• _Trecho apresentado_
□ □ □ □

Este tipo de desenho faz uso extenso das técnicas conhecidas como sfumato e chiaroscuro, de modo a construir formas, figuras e espaços através de relações de contraste entre luz e sombra e meios-tons, sendo assim uma representação composta por manchas e texturas suaves onde a linha praticamente desaparece entre vários degradês. Os materiais mais usados aqui são o grafite, o carvão e os pastéis. Instrumentos como o esfuminho auxiliam o espalhamento do grafite e a gradação de meios-tons e sombras. Materiais como nanquins e bicos de pena são inadequados para evidenciar os volumes, as sombras e as formas dos objetos, sendo mais apropriado o uso de aguadas em nanquim aplicadas em pincel, técnica que concilia tanto uma grande versatilidade expressiva como um refinado detalhamento tonal.

Material

Diversos materiais para traçado

A escolha dos meios e materiais está intimamente relacionada à técnica escolhida para o desenho. Um mesmo objeto desenhado a bico de pena e a grafite produz resultados absolutamente diferentes.

As ferramentas de desenho mais comuns são o lápis, o carvão, os pastéis, crayons e pena e tinta. Muitos materiais de desenho são à base de água ou óleo e são aplicados secos, sem nenhuma preparação. Existem meios de desenho à base d'água (o "lápis-aquarela", por exemplo), que podem ser desenhados como os lápis normais, e então umedecidos com um pincel molhado para produzir vários efeitos. Há também pastéis oleosos e lápis de cera. Muito raramente, artistas utilizam tinta invisível (geralmente já revelada).

□ □ □ □

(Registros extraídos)
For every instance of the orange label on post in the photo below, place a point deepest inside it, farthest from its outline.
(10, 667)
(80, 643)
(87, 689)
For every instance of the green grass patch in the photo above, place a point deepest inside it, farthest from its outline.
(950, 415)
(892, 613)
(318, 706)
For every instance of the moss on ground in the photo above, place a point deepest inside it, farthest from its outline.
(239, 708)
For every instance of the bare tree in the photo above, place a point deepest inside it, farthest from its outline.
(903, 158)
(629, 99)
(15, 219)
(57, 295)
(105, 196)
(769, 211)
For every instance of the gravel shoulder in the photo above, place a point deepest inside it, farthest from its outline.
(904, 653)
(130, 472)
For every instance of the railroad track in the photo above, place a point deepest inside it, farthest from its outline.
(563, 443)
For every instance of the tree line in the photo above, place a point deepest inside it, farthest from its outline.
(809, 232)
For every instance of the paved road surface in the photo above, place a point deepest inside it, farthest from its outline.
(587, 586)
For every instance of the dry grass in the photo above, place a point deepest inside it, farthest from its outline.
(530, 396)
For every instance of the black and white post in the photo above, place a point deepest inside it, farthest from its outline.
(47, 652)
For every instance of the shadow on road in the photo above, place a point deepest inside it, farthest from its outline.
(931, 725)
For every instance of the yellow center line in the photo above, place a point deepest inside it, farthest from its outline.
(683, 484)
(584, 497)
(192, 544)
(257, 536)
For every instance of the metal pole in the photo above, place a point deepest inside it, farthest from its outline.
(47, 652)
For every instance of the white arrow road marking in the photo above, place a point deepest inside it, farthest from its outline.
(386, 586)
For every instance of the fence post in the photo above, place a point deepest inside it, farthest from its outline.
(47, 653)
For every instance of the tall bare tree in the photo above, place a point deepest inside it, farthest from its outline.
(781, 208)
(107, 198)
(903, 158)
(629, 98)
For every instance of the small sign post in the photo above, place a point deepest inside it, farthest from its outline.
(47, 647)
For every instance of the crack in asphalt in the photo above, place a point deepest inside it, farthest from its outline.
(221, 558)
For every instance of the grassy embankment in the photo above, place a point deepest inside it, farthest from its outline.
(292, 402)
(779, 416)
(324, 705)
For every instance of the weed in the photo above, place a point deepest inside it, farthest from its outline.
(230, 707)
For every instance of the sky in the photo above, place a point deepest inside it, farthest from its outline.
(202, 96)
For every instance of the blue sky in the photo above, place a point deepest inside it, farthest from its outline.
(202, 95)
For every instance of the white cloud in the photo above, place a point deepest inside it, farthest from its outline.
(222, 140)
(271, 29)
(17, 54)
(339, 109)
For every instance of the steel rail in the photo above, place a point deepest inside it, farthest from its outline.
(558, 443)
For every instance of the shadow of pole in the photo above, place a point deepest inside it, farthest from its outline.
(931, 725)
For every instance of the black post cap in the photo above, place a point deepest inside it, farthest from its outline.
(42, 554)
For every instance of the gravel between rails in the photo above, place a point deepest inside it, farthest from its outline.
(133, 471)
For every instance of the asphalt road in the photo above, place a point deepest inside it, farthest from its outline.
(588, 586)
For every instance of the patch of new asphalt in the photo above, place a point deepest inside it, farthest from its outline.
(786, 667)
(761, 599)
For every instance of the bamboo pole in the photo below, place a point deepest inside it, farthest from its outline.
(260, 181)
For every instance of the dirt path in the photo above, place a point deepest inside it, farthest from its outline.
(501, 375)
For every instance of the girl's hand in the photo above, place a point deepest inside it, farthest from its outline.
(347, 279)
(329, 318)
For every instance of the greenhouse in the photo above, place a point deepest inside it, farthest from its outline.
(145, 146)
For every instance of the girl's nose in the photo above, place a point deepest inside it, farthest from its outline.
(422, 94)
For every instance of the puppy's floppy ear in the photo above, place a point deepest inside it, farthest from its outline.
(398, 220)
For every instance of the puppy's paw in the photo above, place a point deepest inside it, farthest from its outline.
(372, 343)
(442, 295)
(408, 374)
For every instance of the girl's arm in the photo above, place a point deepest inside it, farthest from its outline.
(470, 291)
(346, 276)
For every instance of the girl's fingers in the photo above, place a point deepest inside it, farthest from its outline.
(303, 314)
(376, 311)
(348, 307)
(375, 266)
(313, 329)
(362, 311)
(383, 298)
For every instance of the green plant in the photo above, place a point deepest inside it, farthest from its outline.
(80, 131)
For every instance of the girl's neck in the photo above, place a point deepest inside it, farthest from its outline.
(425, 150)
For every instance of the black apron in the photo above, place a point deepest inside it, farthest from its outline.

□ □ □ □

• _Instruções de trabalho_
a: Responda às perguntas sobre o texto sobre desenho:
(i) Quais são os materiais mais usados no tipo de desenho que emprega sfumato e chiaroscuro?
(ii) Que instrumento auxilia o espalhamento do grafite?
(iii) Que exemplo de meio de desenho à base d'água é citado?
b: Apresente uma continuação do texto sobre desenho, começando logo após a última frase do trecho.
Os registros não têm relação com o texto sobre desenho.

• _Respostas dos exercícios_
a:
(i) O grafite, o carvão e os pastéis.
(ii) O esfuminho.
(iii) O "lápis-aquarela".

b:
Computação gráfica

Desde a década de 1990 o computador tem se tornado um instrumento importante na produção e acabamento de desenhos. Originalmente ele era usado principalmente para simular as técnicas e os materiais supracitados, mas nos últimos anos tem sido desenvolvidas linguagens próprias da ilustração em tela. Entre os programas mais utilizados estão o Corel Draw, Adobe Illustrator, entre outros. No campo do desenho técnico, existem diversos aplicativos CAD responsáveis por um considerável aumento de produtividade e velocidade na produção de desenhos. Existem também programas mais simples, como o Microsoft Paint, distribuído com o sistema operacional Microsoft Windows, e que possuem mais um apelo recreativo que efetivamente produtivo. Os softwares de modelamento 3D, como o 3D Studio Max, o Autodesk Maya e o Blender, ainda que não sejam tecnicamente aplicativos voltados à produção de desenhos, também possuem um papel importante nesta área (são bastante utilizados pela indústria cinematográfica e publicitária).

Os softwares de computação gráfica tem evoluído muito rapidamente. À medida que os equipamentos de hardware ficam mais eficientes, o nível de qualidade das imagens estão cada vez melhores. Hoje em dia quase não distinguimos o que é gráfico computacional e o que é real. O ramo do entretenimento é um dos que mais se beneficiam com esta evolução. Cada ano que passa vemos efeitos especiais nos filmes, jogos eletrônicos e filmes completamente digitais cada vez mais realísticos. É quase impossível prever até que ponto esta tecnologia poderá nos oferecer em criações e realidade.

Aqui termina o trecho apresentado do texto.